Text extract:

——

How to create a balanced training and an unbalanced test data set in R?

3.5k Views Asked by At

I have a data set with 10,000 observations. My target variable has two classes - "Y" and "N. Below is the distribution of "Y" and "N":

> table(data$Target_Var)
Y    N 
2000 8000 

Now I want to create a balanced training data set such that 50% (1000) of the "Y" is in training. As the training data set is supposed to be balanced, it will have another 1000 rows with "N". Total number of observations = 2000.

table(Training$Target_Var)
Y    N 
1000 1000

The test data set will be unbalanced but with same ratio of "Y" and "N" as in the population i.e., the test will have 5000 rows of observation with 1000 "Y" and 4000 rows of "N".

table(Test$Target_Var)
Y    N 
1000 4000 

Now, I can write a function to do it, but is there any inbuilt R function which can do this? I explored sampling functions of caret and sampling packages, but could not find any function which can create a BALANCED training data set. SMOTE does this but by creating a new observation.

1

There are 1 best solutions below

0
On BEST ANSWER

I was able to do it in two steps. Suppose I have following data set:

data<- data.frame(Target_Var = rep("A", 2000), Pop = rep(1:100,20))
data<- rbind(data, data.frame(Target_Var = rep("B", 8000), Pop = rep(1:100,80)))

> table(data$Target_Var)
Y    N 
2000 8000 

Step1: Create test data set with 50% of the 'Y' (i.e 1000 rows) and 4000 rows of 'N'. This has the same distribution of 'Y' and 'N' as in the population.

test_index <- createDataPartition(data$Target_Var, p = .5, list = F)
Test<- data[test_index,]

table(Test$Target_Var)
A    B 
1000 4000 

Step2: Create balanced training data set form the remaining data (1000 rows of 'Y' and 1000 rows of 'N')

Training<- data[-test_index,]
Training<- strata(Training, stratanames = "Target_Var", size = c(1000,1000))

table(Training$Target_Var)
A    B 
1000 1000

——

Coordinate annotation records:
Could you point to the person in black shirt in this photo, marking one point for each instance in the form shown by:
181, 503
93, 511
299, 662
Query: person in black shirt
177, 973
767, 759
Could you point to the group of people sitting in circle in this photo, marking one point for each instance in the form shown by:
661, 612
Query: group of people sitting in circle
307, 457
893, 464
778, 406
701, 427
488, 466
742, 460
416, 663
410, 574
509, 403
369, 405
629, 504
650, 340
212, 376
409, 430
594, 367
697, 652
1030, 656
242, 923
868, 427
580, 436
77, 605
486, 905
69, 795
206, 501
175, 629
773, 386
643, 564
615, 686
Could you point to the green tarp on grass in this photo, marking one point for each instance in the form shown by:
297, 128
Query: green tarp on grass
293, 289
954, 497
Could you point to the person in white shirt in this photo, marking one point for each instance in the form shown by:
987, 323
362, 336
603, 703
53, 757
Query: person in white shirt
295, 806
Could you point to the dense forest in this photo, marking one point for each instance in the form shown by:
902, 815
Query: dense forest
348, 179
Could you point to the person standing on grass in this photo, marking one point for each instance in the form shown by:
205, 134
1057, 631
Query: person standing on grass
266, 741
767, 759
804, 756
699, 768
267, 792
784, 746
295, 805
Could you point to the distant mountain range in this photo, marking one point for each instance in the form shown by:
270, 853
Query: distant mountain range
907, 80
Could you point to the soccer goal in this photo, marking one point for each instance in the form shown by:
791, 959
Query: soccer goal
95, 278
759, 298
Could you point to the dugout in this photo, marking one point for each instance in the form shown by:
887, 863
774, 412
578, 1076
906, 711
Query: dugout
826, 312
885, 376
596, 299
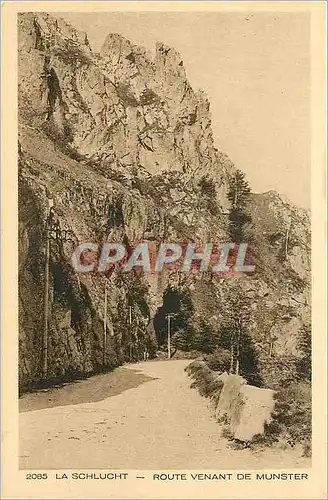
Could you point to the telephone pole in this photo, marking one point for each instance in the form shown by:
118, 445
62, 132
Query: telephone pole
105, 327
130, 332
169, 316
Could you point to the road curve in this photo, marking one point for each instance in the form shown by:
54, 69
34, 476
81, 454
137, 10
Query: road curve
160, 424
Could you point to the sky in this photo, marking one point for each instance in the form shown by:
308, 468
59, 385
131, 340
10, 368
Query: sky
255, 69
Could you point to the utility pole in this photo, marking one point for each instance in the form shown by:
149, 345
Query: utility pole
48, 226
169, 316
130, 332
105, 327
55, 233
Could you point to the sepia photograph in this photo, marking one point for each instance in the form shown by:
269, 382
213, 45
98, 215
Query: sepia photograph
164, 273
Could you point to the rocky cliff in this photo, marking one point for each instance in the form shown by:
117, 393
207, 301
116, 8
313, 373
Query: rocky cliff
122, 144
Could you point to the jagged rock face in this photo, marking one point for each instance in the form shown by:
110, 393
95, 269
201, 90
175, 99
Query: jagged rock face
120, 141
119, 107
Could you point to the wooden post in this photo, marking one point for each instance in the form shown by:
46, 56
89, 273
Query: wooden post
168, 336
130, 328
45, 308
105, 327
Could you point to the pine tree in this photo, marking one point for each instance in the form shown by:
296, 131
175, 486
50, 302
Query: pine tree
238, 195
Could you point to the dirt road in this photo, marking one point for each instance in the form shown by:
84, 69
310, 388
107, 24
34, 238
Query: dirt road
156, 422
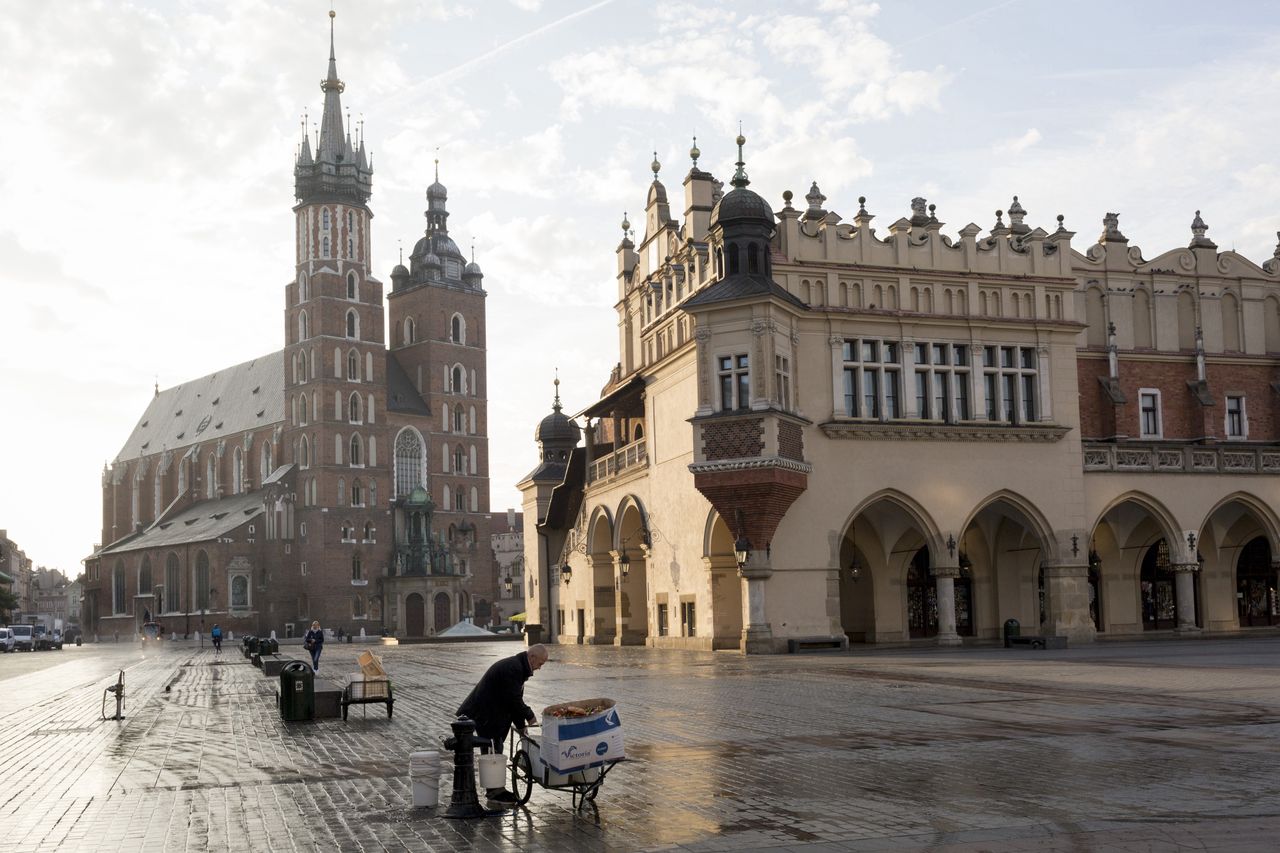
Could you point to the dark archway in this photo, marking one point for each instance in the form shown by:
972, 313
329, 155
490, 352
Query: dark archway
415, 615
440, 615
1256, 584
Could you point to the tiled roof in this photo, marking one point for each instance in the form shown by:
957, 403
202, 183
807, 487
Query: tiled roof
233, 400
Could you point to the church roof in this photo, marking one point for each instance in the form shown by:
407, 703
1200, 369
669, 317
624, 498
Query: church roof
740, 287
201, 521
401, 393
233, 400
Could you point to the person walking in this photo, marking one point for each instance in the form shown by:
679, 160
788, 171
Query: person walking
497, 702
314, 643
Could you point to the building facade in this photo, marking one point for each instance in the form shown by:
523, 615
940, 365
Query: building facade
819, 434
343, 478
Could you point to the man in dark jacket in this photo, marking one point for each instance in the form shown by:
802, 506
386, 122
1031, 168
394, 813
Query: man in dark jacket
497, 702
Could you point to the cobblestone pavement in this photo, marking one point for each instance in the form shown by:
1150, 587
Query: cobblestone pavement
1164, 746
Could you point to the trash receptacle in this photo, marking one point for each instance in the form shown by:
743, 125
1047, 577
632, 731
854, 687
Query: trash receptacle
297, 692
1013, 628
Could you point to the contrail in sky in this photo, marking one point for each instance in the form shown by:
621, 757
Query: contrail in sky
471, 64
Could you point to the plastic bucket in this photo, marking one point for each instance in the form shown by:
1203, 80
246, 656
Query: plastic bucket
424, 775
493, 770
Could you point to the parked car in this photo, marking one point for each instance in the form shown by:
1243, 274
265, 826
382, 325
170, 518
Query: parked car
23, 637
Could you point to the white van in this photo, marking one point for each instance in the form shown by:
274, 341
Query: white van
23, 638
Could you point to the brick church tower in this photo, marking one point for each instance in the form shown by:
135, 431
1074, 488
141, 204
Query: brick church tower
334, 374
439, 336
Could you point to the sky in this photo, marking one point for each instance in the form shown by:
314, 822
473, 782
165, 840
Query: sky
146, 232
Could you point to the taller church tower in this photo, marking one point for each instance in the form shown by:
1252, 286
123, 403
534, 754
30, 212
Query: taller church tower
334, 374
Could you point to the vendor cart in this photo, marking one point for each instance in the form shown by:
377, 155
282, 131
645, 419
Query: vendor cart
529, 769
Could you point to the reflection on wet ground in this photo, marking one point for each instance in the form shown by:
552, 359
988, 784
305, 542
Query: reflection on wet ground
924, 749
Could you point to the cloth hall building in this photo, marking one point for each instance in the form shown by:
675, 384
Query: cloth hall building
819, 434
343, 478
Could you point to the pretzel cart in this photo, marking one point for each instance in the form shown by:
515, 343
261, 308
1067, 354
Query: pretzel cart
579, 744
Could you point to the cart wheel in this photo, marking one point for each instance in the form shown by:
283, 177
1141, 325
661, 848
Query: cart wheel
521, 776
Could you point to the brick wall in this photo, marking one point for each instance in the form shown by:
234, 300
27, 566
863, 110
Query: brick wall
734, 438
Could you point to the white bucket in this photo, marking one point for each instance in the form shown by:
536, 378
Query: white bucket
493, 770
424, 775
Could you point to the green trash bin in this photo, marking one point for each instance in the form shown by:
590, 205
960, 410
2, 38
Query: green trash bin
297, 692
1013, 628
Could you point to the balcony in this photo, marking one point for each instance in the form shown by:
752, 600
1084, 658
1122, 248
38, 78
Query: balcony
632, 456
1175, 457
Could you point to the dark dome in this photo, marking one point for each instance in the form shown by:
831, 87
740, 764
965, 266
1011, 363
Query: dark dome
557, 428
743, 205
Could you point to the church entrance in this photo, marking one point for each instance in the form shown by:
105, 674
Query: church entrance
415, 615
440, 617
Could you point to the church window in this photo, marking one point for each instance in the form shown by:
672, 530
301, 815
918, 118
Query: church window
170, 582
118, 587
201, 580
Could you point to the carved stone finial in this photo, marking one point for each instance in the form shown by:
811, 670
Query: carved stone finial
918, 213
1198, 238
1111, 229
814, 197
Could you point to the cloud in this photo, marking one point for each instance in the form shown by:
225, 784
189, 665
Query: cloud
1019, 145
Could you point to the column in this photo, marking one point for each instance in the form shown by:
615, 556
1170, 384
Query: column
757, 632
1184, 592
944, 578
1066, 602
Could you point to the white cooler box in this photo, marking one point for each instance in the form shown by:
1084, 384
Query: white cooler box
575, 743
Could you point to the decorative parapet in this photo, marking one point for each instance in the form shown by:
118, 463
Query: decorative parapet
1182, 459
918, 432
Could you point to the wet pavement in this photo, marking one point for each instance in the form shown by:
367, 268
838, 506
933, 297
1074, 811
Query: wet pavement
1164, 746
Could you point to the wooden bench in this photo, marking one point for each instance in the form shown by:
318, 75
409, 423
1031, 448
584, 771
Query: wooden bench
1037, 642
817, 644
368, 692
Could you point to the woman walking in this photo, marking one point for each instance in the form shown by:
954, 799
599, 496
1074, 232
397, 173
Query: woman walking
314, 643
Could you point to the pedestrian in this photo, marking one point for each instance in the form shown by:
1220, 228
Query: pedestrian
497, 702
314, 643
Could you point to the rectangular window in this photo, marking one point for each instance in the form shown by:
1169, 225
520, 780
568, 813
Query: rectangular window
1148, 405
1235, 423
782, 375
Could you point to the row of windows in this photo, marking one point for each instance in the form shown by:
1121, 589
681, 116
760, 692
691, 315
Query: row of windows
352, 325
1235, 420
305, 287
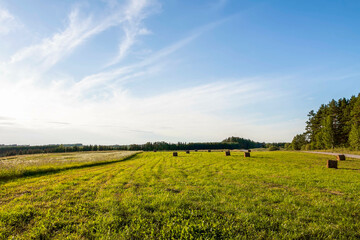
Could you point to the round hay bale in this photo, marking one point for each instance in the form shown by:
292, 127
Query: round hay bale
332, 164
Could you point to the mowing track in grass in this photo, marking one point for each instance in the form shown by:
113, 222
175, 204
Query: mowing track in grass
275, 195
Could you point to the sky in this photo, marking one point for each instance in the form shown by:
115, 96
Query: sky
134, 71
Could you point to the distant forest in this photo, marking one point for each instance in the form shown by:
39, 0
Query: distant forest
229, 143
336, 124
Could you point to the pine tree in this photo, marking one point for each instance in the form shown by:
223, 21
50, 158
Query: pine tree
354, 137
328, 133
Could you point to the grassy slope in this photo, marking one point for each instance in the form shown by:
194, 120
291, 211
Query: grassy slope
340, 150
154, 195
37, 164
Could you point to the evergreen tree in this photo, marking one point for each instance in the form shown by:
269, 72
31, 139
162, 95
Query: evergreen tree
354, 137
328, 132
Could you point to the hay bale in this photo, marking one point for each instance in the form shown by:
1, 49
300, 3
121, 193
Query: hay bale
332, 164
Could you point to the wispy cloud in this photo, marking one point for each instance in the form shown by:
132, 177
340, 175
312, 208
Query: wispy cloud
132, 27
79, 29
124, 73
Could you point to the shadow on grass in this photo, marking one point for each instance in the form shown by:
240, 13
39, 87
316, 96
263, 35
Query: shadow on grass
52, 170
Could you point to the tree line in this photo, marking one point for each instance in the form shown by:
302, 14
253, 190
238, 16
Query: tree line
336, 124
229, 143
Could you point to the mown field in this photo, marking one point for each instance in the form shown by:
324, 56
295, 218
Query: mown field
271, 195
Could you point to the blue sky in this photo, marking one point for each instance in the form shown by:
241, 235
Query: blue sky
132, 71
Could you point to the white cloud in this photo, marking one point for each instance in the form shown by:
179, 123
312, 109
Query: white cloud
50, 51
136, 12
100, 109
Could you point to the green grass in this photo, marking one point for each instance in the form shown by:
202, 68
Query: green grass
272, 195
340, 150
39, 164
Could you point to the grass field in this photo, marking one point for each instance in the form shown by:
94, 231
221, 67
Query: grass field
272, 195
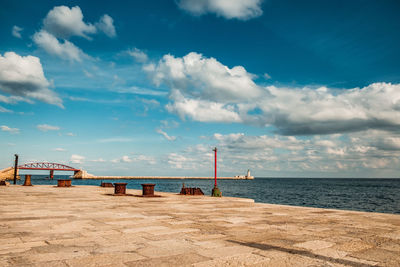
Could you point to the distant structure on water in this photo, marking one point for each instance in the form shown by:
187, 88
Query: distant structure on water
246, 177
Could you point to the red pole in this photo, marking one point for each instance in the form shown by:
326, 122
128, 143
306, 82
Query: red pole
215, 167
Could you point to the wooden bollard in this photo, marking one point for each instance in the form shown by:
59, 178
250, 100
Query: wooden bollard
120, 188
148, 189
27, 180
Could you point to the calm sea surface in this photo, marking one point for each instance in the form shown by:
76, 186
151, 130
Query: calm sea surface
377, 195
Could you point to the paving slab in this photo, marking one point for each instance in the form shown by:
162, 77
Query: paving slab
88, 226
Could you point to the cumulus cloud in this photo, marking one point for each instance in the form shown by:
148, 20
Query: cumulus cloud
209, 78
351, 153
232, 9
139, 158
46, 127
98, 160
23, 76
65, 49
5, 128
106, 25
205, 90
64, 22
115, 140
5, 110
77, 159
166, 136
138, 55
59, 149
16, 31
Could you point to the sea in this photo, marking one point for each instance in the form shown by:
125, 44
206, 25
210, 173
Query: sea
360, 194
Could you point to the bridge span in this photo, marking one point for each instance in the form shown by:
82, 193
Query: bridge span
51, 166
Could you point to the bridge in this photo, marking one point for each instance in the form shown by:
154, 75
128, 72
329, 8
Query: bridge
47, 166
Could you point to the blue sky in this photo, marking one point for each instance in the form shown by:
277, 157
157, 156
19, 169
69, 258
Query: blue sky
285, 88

——

In the forum thread about balanced training data in R, which function does the accepted answer use to build the balanced training set from the remaining data? The entries are not needed for this work.

Written solution: The strata function.